▶ [PROBLEM TO SOLVE]:
Rewrite all the rows below with "photograph" changed to "image" wherever it appears, keeping everything else the same and omitting the pictures.

________________________________________

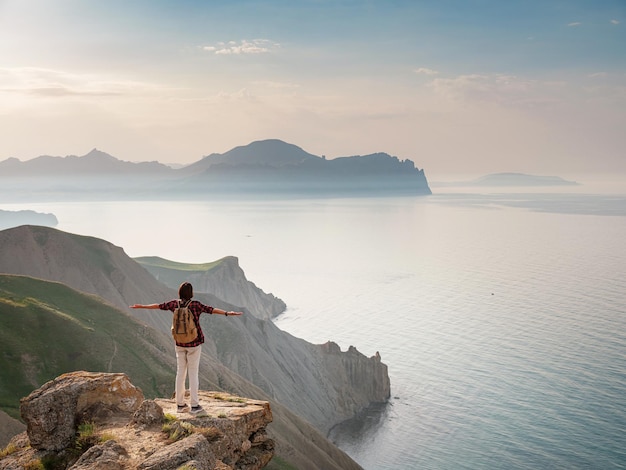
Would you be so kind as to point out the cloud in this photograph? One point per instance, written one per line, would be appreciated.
(44, 82)
(426, 71)
(498, 89)
(276, 85)
(255, 46)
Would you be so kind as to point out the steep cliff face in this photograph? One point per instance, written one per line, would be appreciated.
(224, 279)
(245, 353)
(9, 427)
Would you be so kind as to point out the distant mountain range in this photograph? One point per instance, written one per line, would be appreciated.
(267, 166)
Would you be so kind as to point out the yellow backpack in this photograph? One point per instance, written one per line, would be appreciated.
(184, 329)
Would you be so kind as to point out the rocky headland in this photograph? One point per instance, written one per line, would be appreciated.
(84, 420)
(85, 285)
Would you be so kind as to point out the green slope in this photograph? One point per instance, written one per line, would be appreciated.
(47, 329)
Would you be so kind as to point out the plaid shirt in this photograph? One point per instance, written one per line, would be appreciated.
(196, 308)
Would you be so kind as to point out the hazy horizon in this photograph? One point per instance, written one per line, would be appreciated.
(457, 87)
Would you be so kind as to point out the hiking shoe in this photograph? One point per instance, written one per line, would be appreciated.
(198, 411)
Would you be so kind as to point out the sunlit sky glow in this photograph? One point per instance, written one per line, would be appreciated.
(459, 87)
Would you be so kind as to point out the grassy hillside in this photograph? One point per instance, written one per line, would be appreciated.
(47, 329)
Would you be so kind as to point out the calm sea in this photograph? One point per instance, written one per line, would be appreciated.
(501, 316)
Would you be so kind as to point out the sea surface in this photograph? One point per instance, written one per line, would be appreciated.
(500, 314)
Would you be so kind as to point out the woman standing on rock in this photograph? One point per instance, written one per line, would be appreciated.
(188, 354)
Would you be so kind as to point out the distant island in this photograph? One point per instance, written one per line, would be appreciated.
(26, 217)
(262, 167)
(512, 179)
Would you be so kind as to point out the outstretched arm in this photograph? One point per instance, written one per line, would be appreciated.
(228, 313)
(152, 306)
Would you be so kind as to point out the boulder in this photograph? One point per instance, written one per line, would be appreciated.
(53, 412)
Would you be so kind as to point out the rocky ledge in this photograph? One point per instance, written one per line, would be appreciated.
(84, 420)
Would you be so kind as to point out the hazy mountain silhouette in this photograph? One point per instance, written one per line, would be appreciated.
(267, 166)
(95, 164)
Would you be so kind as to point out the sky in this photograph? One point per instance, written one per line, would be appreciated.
(459, 87)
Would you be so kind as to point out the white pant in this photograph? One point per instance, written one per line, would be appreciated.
(187, 362)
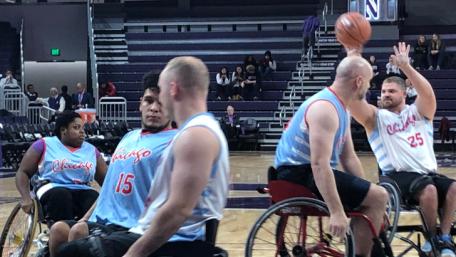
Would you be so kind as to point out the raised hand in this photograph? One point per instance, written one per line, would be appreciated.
(401, 55)
(354, 51)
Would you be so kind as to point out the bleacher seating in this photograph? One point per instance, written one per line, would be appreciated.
(9, 48)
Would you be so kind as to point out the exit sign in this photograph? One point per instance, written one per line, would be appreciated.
(55, 51)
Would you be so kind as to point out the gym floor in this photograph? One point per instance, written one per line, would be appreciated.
(248, 168)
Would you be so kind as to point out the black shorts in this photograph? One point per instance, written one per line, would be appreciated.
(97, 228)
(117, 244)
(412, 183)
(60, 203)
(352, 189)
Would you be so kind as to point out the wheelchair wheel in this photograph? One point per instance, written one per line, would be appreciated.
(393, 210)
(296, 227)
(17, 235)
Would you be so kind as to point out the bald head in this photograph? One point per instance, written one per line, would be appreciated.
(189, 72)
(353, 66)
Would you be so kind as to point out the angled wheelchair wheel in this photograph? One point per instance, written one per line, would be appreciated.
(393, 210)
(296, 227)
(17, 235)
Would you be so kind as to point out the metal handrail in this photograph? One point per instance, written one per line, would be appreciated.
(93, 56)
(21, 40)
(325, 14)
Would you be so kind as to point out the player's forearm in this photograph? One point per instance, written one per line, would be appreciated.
(326, 184)
(353, 166)
(89, 212)
(165, 224)
(420, 83)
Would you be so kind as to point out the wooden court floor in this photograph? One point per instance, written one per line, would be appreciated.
(233, 230)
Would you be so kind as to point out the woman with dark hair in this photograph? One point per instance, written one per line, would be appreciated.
(65, 166)
(267, 66)
(107, 89)
(223, 82)
(436, 52)
(237, 80)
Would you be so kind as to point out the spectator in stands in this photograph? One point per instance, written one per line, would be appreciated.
(250, 83)
(237, 80)
(230, 124)
(8, 81)
(410, 91)
(376, 78)
(68, 101)
(54, 101)
(267, 66)
(30, 93)
(444, 129)
(107, 89)
(311, 24)
(391, 69)
(420, 53)
(65, 165)
(82, 99)
(436, 52)
(223, 83)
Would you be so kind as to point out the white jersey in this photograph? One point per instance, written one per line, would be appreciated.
(403, 142)
(213, 198)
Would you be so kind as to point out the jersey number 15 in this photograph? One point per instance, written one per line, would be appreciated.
(415, 140)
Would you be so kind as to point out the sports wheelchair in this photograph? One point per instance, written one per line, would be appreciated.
(297, 224)
(18, 234)
(402, 232)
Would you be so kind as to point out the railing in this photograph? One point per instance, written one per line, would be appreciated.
(112, 109)
(21, 40)
(282, 115)
(93, 57)
(15, 101)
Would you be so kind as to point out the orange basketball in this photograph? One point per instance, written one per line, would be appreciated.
(353, 30)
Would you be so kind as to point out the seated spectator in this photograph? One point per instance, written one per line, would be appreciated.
(391, 69)
(30, 93)
(68, 101)
(8, 81)
(436, 52)
(444, 129)
(410, 91)
(54, 101)
(107, 89)
(420, 53)
(223, 82)
(375, 79)
(267, 66)
(250, 60)
(250, 86)
(81, 99)
(230, 125)
(237, 80)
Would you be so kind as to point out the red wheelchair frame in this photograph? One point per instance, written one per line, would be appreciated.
(291, 199)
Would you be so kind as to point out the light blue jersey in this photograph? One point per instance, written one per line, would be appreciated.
(130, 174)
(62, 167)
(213, 198)
(294, 149)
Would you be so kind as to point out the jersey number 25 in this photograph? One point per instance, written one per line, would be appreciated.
(125, 183)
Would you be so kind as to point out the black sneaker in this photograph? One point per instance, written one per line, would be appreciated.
(43, 252)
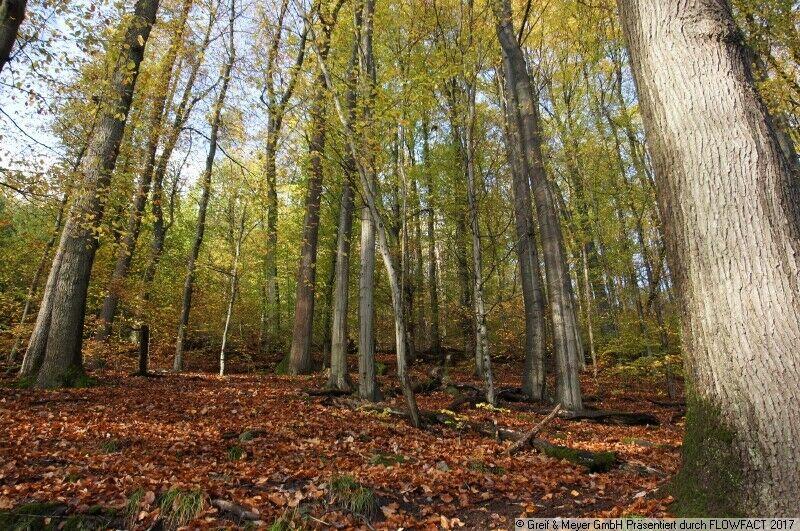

________________________________________

▶ [COMPLETED TASK]:
Would you be so kind as to point out the cloud in this image? One point per instance, written one per line, would be appreciated.
(44, 82)
(426, 71)
(498, 89)
(276, 85)
(255, 46)
Would you be so kind as to point out the steep cliff face in this image? One point per instance, written one per line, would be appreciated.
(224, 279)
(245, 353)
(9, 427)
Would you be so kind as to point out the distant mountain range in this image? One point per instance, written one per line, would be appreciated.
(267, 166)
Would you be so kind as to point out the yellow backpack in this image? One point per instance, written one per line, would be appreciated.
(184, 329)
Would you be so kind as to point out the rocky headland in this image? One point per instance, written one per line, would be appreciated.
(84, 420)
(85, 285)
Would you be so kind as to point out the green slope in this image? One point per instance, written one per line, would be appreciated.
(47, 329)
Would you be so kind as to point out the plaid shirt in this image? One point per instance, written one per line, would be appreciated.
(196, 308)
Would you be so kind as to point out the hazy horizon in this image? One point per instance, written one per line, would be appreciated.
(457, 87)
Would you be so kind as to point out the hiking shoe in this image? One point per instance, written one per line, would be appreciated.
(198, 411)
Would you be so kind as to point out the sunlit sky glow in this image? One point per instance, written one per line, would be appreciated.
(459, 87)
Would you be so kind as to point out the grassy hillside in this image? One point per instance, written one per line, would be appreciated.
(47, 329)
Would you be so kind as to point out the calm sea in this image? One point per instance, written one per line, would be appreciated.
(501, 316)
Would you be so kind as to point out the sea surface in this image? One point per instance, written one per line, would be appreciated.
(500, 314)
Would you be so kind as to point out the woman standing on rock in this image? One point per instance, written one per line, would be appreciated.
(188, 354)
Would you be so kind as to point out the distant island in this image? One point per instance, written one per line, would be appreciated.
(26, 217)
(262, 167)
(512, 179)
Would you be so kind as to point out the outstretched arm in this image? One point per instance, written one per line, would be appreciated.
(228, 313)
(152, 306)
Would you be so kind as to point out the boulder in this image? One point per instance, written one per line, would be appreciated.
(53, 412)
Would you be so kind as to point out the rocky ledge in this image? One point per instance, written one per line, would be appreciated.
(84, 420)
Would you be so kind as to point out the hazy mountain silhouette in this image? One point per instance, written one per line, would be appreciated.
(267, 166)
(95, 164)
Would you be so kind as to point out the sky in this image? One point per instance, written one per line, would be appreciated.
(459, 87)
Would you be so kind as to point out the white pant in this image? One point per instance, written one per line, would be appreciated.
(187, 362)
Would you be so kind as to point out the raised hand in this image? One point per instance, written one per line, would be appreciated.
(401, 55)
(354, 51)
Would you be so kind as to point out the bleacher seating in this image? One point per instance, written one per line, would be appreciated.
(9, 48)
Would you be so kind as to point out the exit sign in this image? One point per instance, written one per line, would be appreciated.
(55, 51)
Would you be so kind as to point out the gym floor in this image? One point per instance, written one per line, would be appreciated.
(248, 168)
Would you be so kind as to point out the black shorts in this image? One point per instance, written one per line, would be appreciated.
(97, 228)
(117, 244)
(412, 183)
(60, 203)
(352, 189)
Would you be so kind as to point out the wheelchair wheel in this image? One point per instance, written one per line, would be appreciated.
(393, 210)
(296, 227)
(17, 235)
Would you be so kind as to point out the bald head in this image? One point per instance, written one per line, would be appreciated.
(189, 72)
(353, 66)
Would you be so kind as to point out the angled wheelchair wheel in this image? One point per instance, written one per line, would be appreciated.
(393, 210)
(296, 227)
(17, 235)
Would you be so kind as to point out the metal handrail in this image? One point per instance, written one per line, would be appreciated.
(93, 56)
(21, 40)
(325, 14)
Would you be so kind as to point out the player's forearm in this image? One point per instance, written one per line, would be appreciated.
(326, 184)
(353, 166)
(89, 212)
(165, 224)
(420, 83)
Would you be so kind as to point out the wooden court floor in this image? One point per instance, written one per line, would be appreciated.
(233, 230)
Would you be so kind as to point out the woman with dark hair in this image? One point per instance, written one per line, would be appreciated.
(65, 166)
(267, 66)
(107, 89)
(223, 82)
(436, 52)
(237, 80)
Would you be so kind as to point out the spectator in stands in this image? One point per instance, written one per line, would be appreciated.
(250, 83)
(237, 80)
(230, 124)
(8, 81)
(410, 91)
(376, 78)
(68, 101)
(54, 101)
(267, 66)
(30, 93)
(444, 129)
(107, 89)
(311, 24)
(391, 69)
(420, 53)
(65, 165)
(82, 99)
(436, 52)
(223, 83)
Would you be so kind as to point out the white jersey in this image? One point per instance, written one per line, would be appreciated.
(403, 142)
(213, 198)
Would you be so kind as to point out the jersey number 15 in this image? One point per instance, written one per line, would be appreciated.
(415, 140)
Would you be so kind as to point out the sports wheelchair in this image? One point per instance, written one per line, would be appreciated.
(297, 224)
(18, 234)
(402, 232)
Would you be so kind as to point out the railing in this image? One point per instance, written one per line, would be appreciated.
(112, 109)
(21, 40)
(282, 115)
(93, 57)
(15, 101)
Would you be so kind as to point out the orange basketball in this image? One point per instance, written one per line, would be appreciated.
(353, 30)
Would you be so kind as to point out the seated spectator in this image? One point per instance, written one per line, would be appreciated.
(391, 69)
(30, 93)
(68, 101)
(8, 81)
(436, 52)
(444, 129)
(410, 91)
(54, 101)
(107, 89)
(420, 53)
(223, 82)
(375, 79)
(267, 66)
(250, 60)
(250, 86)
(81, 99)
(230, 125)
(237, 80)
Would you be so kind as to point out the red wheelchair frame in this image? One point per instance, written one per line, would be appreciated.
(291, 199)
Would you be so kind as to point out the light blue jersey in this image? One point per instance, written one per line, would be appreciated.
(130, 174)
(62, 167)
(213, 198)
(294, 149)
Would you be so kind as to point out the jersey number 25 in this image? One point per instance, written one per line, would be appreciated.
(125, 183)
Would you be so kind as to point out the black sneaker in this image? One point per instance, written one per line, would be appreciated.
(43, 252)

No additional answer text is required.